#### Provided passage ####

Sunday, 1 March 2015

What makes a good story a good story?

People We Love starts by inviting readers
to an art exhibition...
I'm in awe of authors who can construct a full length novel from what is, basically, a very slender plot – and make it compelling. That skill comes down to amazing insights into character and a first class way with words.

I, on the other hand, over complicate everything. I run multiple points of view and a number of storylines, and weave them in and out across 90,000 words like a mad tapestry. I wish I could keep things simpler!

While I was in India in January, I pretty much wrote a whole novella – 20,000 words. What a joy it was to write! Because of the length, I could only focus on one central couple, though there was a fair bit of back story too.

My new novel, People We Love, is probably the most complex I have written yet. It started with two major ideas. The first was triggered by a series of photographs I saw in a colour supplement, of shoes. Sad, battered, brave shoes, all of which had been worn by women fleeing the Blue Nile area in Sudan. Those images were so powerful that I wanted to use the emotion they provoked and, like my heroine, Lexie Gordon, I realised that 'shoes tell stories'.

The second was a memory of an incident my parents once told me, about an elderly neighbour with dementia who had been put into care in a town some twelve miles away. One day this lady walked the whole way back – along a busy main road – and climbed in the kitchen window of the house where she used to live. Why? What powerful instinct had propelled her back there?

#### Recorded information ####

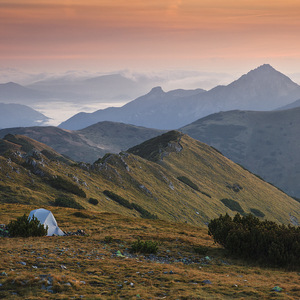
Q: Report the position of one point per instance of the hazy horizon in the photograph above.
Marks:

####

What needs to be done ::
Please carry on the piece about what makes a good story, starting right after its final question about why the elderly neighbor walked back to her old house.

Answer below ::
As always, I am also interested in the effect of big incidents on families. In People We Love, it's the fallout of grief on the Gordon family from brother/son Jamie's death a year earlier. He was drunk driving – which was completely out of character. Why? This mystery runs through the book, and my characters can't move on until it's resolved.

My central character, Alexa Gordon, is also at the heart of a love triangle. And there are other characters with stories that need to be told as well.

Complicated? Oh yes.

For me, getting all this in to my story and still managing to make the book a page turner – as well as persuading my readers to invest their time and interest in my characters – is an enormous challenge. It's what makes the whole business of writing a novel so challenging, of course.

But why, oh why, can't I keep it simple?


  1. Second attempt at commenting :(
    Because sometimes a story needs to be complicated? Though-provoking post, I think like you I have a tendency to over-complicate but often it's not because I've created a complicated plot, it's that the characters start doing things that complicate matters!

    1. Yes, that too, of course. Sometimes, when I get to know them better, I need to go back and let them breathe properly early on - then things change - then it's back to refining again ... no wonder it takes me a year!

  2. I love the way you weave so many levels in. I can't do it - I prefer to keep a simple story. I have fewer characters, too. I don't think my characters don't have their own stories but I prefer not to tell them if they aren't directly relevant to my main plot. I suspect your approach is potentially more satisfying; do you find it so?

    1. Satisfying? In the end, perhaps, but the route to satisfaction is so fraught! I guess I write, in the end, what I like to read - so yes, I like the complexity and what I hope is depth.

  3. Really good post, Jenny.....lots for people to think about with this one.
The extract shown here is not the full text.